Braganza tells Smithsonian magazine that Catherine may have commissioned the design—probably for a pendant—as “a sign of her conviction of her own enduring legitimacy [and] a sign of stubbornness in refusing to concede that legitimacy.” In 1532, when Henry was on the verge of marrying Anne, he had “no incentive … to commission a pendant that legitimize[d] Catherine’s claim to be queen,” the scholar adds.
Holbein, who is best known for his stunningly lifelike portraits of Tudor royals and nobles, also designed some of the jewels worn by his sitters. Though few examples of these pieces survive today, a large number of his drawings appear in the Jewellery Book. Several are adorned with “mysterious initials and ciphers, which still beguile scholars and can only suggest the intrigues and scandals of the court of Henry VIII,” wrote Emily Selter for the Adventurine in 2017.
Braganza started studying Holbein’s drawings while working on her dissertation earlier this year. (Also a law student at Columbia Law School, where she studies constitutional law and voting rights, she’s currently writing a book about Renaissance writers and the birth of code.) To unravel the meaning of this particular design, which contains a small hole at the top suggesting it was meant to be worn as a pendant, Braganza followed the steps she has used in the past to decode hidden messages in intertwined letters.
Early modern #Wordle Step 2: you all saw A, L, B, T, V, H, E, Z, F, M, R. And maybe I and F. Which of these are the least common/can you do the least with? Those letters will help you restrict the possibilities you come up with, so let them guide you. 1/2 #Tudors https://t.co/CpC8m9PPoq
— Vanessa 'V.M.' Braganza (@VanessaBraganza) July 10, 2022
First, she tells Smithsonian, she scanned the cipher from left to right, writing down “given” letters that didn’t overlap with any others and therefore had to appear in the final version (in this case, the “X” and “S”). Then she identified the “maybes,” in which “every part of [the letter] is also part of other letters, so they have no unique identifying parts.” (Think of an “F” hiding under an “E.”) Finally, she conducted a “controlled game of anagrams, or word scramble,” arranging the givens and maybes into names based on historical context, including who she knew was present at Henry’s court, whether they overlapped with Holbein’s time as court painter and how they signed their names in documents.

--------------------------------------------------

Jobs:
A. From the excerpt on Holbein's cipher, quote the part that begins with the words containing "Holbein, who is" and ends with "Adventurine in 2017.".
B. Summarize the excerpt on Holbein's cipher in two sentences.
C. Which pieces of historical context did Braganza use in the excerpt on Holbein's cipher when arranging the letters into names? List them all.

Pointing dataset excerpts:
--------------------------------------------------

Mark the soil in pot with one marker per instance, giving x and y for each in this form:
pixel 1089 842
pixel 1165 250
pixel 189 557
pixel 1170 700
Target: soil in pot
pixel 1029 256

--------------------------------------------------

Solutions to each task:
A.
Holbein, who is best known for his stunningly lifelike portraits of Tudor royals and nobles, also designed some of the jewels worn by his sitters. Though few examples of these pieces survive today, a large number of his drawings appear in the Jewellery Book. Several are adorned with “mysterious initials and ciphers, which still beguile scholars and can only suggest the intrigues and scandals of the court of Henry VIII,” wrote Emily Selter for the Adventurine in 2017.

B. Braganza suggests that Catherine may have commissioned a Holbein jewel design, probably a pendant, as a sign of her conviction of her own enduring legitimacy, since Henry had no incentive to do so in 1532. To decode its intertwined letters, Braganza first recorded the "given" letters, then identified the "maybes," and finally arranged both into names using historical context.

C.
- Who she knew was present at Henry's court
- Whether they overlapped with Holbein's time as court painter
- How they signed their names in documents